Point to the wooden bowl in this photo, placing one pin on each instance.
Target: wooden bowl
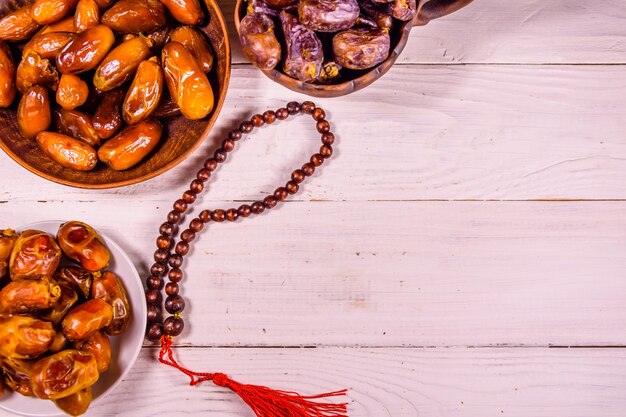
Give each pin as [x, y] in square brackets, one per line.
[355, 80]
[180, 137]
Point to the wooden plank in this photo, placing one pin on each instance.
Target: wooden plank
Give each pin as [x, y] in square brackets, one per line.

______

WHAT THE TASK REQUIRES - Could you please return each line of the material exactly, dropping the pictures?

ANSWER SECTION -
Point to the wooden bowl in this photo, placing one pin on each instance.
Target: wooden bowl
Give each pin as [x, y] in square brackets, one per line.
[355, 80]
[180, 137]
Point to the wooden plank in this photo, placing one pin on each instance.
Target: wooden plank
Give each pin as [x, y] in square brackets, one per line.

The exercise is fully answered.